===== Material for this task

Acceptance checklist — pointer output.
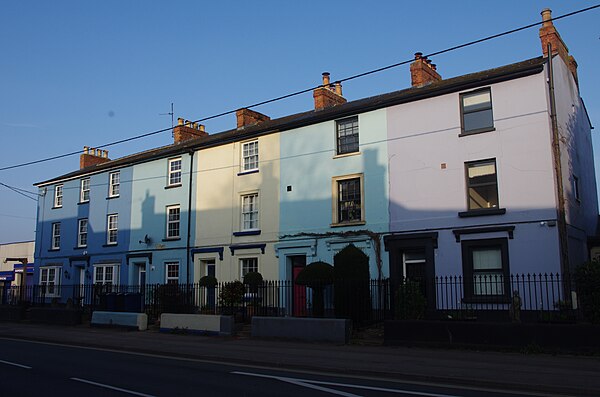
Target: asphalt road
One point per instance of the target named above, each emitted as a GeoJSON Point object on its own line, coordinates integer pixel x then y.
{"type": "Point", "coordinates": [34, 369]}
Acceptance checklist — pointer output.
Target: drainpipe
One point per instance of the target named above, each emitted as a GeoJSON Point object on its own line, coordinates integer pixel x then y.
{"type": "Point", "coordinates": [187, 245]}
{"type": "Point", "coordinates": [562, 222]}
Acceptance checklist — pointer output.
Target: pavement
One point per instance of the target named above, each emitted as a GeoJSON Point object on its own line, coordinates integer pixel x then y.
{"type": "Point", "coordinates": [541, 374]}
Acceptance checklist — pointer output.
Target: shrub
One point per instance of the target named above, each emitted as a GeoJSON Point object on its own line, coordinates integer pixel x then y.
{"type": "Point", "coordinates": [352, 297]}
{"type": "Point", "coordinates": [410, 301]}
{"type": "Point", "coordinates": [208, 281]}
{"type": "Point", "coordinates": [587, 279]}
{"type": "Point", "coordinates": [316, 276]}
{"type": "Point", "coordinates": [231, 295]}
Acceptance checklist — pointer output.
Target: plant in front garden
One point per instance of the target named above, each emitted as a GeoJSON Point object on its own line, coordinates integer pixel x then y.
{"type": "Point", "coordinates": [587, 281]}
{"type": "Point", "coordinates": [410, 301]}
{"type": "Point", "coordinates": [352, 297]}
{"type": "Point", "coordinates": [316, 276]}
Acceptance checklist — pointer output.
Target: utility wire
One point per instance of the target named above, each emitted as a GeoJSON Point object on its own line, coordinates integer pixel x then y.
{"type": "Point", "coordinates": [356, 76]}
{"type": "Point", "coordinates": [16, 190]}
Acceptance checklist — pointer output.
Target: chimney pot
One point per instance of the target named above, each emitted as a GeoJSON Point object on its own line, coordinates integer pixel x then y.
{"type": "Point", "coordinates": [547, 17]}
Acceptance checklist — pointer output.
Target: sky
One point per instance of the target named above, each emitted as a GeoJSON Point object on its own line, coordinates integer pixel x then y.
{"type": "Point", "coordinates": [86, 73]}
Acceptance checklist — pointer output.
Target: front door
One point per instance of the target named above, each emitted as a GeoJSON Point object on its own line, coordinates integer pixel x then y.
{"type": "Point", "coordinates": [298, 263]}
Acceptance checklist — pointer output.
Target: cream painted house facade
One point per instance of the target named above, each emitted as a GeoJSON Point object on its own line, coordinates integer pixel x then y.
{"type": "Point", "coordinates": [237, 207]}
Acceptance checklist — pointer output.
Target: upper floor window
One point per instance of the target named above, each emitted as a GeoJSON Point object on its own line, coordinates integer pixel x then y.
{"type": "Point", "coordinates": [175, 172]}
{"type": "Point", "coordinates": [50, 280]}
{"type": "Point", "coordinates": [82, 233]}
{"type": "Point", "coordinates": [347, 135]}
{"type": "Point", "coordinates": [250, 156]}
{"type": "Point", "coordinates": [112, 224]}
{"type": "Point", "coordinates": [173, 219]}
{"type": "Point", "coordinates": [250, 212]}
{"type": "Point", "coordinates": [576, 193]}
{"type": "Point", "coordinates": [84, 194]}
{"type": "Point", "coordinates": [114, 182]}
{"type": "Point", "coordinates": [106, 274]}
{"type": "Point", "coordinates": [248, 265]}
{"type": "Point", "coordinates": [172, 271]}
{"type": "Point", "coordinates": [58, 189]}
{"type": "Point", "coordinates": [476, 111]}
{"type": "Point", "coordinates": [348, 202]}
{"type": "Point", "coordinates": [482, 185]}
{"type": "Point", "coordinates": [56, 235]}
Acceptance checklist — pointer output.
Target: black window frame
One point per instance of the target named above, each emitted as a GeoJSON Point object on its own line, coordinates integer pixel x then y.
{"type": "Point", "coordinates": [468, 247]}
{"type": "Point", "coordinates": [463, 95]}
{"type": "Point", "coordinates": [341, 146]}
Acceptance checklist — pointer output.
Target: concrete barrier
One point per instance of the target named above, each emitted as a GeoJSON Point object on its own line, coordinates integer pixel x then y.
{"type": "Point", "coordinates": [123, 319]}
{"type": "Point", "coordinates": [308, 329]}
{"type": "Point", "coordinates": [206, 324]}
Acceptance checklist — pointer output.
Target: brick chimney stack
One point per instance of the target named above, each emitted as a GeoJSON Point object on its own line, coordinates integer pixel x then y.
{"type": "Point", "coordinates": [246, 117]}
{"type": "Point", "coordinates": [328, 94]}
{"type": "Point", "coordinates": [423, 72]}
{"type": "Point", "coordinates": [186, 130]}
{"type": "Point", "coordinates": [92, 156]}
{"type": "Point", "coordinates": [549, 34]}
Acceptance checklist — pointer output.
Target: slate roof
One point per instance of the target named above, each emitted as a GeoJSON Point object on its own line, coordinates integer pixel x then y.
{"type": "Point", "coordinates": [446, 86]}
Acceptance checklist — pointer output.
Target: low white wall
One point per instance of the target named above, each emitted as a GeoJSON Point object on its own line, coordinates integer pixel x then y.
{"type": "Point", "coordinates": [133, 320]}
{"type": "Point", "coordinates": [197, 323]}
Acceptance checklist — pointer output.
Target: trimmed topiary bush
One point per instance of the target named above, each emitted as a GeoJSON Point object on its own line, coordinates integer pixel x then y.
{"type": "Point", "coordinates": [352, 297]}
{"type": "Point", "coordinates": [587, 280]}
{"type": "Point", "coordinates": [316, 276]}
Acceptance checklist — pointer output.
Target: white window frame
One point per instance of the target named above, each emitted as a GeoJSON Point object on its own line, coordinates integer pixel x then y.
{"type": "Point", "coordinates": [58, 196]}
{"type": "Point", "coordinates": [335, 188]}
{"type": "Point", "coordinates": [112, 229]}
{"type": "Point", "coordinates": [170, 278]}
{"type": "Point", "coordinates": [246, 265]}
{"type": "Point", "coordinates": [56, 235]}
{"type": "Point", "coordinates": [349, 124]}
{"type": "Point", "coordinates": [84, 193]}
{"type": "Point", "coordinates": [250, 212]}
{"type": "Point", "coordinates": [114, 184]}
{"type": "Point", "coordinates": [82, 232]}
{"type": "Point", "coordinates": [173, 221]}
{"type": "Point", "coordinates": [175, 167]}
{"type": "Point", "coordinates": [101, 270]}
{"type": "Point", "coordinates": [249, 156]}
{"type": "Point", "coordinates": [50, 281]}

==========
===== Material for this task

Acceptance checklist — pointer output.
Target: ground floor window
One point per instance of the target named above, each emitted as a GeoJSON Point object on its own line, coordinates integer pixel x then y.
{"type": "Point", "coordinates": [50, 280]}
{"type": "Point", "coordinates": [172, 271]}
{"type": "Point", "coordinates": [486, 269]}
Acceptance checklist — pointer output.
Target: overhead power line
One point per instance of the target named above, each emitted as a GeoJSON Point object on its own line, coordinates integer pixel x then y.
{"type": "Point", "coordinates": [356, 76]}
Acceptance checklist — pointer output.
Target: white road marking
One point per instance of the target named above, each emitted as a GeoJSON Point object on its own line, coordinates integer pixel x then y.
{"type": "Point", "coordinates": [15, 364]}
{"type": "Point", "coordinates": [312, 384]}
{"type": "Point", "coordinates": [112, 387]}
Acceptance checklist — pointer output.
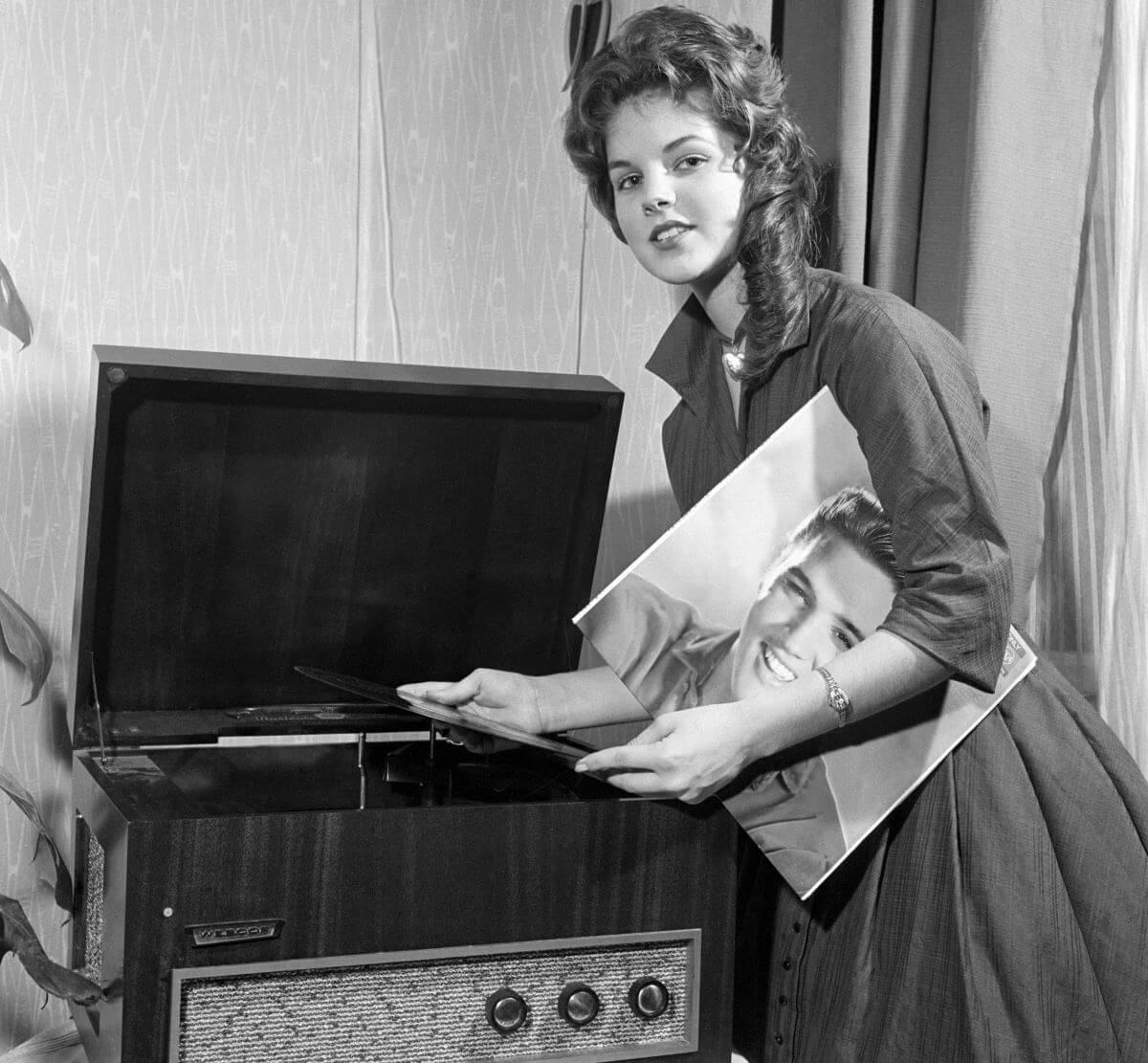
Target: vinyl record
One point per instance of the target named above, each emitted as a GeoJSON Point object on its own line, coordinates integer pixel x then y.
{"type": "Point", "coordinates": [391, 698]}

==========
===== Material for this task

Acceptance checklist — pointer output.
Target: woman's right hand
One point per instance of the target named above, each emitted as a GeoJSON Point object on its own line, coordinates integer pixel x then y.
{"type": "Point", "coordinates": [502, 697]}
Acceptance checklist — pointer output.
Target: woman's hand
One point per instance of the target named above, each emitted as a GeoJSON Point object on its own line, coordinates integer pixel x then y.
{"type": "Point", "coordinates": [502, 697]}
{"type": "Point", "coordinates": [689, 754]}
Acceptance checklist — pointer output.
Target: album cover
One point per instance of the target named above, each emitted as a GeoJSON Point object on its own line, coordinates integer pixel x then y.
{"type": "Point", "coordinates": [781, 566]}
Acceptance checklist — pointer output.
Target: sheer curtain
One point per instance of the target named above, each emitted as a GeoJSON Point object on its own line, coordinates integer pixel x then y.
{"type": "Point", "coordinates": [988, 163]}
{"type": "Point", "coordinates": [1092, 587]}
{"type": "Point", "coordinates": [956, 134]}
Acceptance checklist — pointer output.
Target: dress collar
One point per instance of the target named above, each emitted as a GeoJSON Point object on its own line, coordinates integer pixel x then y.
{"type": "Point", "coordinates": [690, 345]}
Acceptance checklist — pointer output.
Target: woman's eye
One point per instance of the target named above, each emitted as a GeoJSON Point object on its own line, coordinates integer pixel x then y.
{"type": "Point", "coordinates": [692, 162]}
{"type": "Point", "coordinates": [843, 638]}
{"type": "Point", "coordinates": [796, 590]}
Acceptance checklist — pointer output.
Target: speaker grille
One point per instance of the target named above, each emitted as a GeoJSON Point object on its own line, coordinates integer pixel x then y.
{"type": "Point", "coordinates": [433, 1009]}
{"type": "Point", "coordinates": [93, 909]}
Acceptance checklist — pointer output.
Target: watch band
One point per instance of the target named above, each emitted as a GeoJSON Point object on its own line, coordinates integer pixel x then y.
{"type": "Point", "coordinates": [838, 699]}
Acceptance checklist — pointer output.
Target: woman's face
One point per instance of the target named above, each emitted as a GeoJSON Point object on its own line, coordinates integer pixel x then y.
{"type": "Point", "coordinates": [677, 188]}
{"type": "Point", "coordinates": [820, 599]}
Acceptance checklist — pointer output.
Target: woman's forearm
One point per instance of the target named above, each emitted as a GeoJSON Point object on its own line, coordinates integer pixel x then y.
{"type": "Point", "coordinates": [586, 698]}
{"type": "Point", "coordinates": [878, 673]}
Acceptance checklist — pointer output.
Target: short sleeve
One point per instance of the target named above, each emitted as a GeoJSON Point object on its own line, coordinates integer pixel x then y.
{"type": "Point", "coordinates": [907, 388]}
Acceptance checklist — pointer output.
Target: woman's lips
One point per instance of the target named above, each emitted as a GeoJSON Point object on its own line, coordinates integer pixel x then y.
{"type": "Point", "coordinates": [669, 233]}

==========

→ The exercise: Find every line in the data above that contains the word "frame", matching case exactly, and copy each of those lines.

→ Correct result:
Target: black window frame
Target: white window frame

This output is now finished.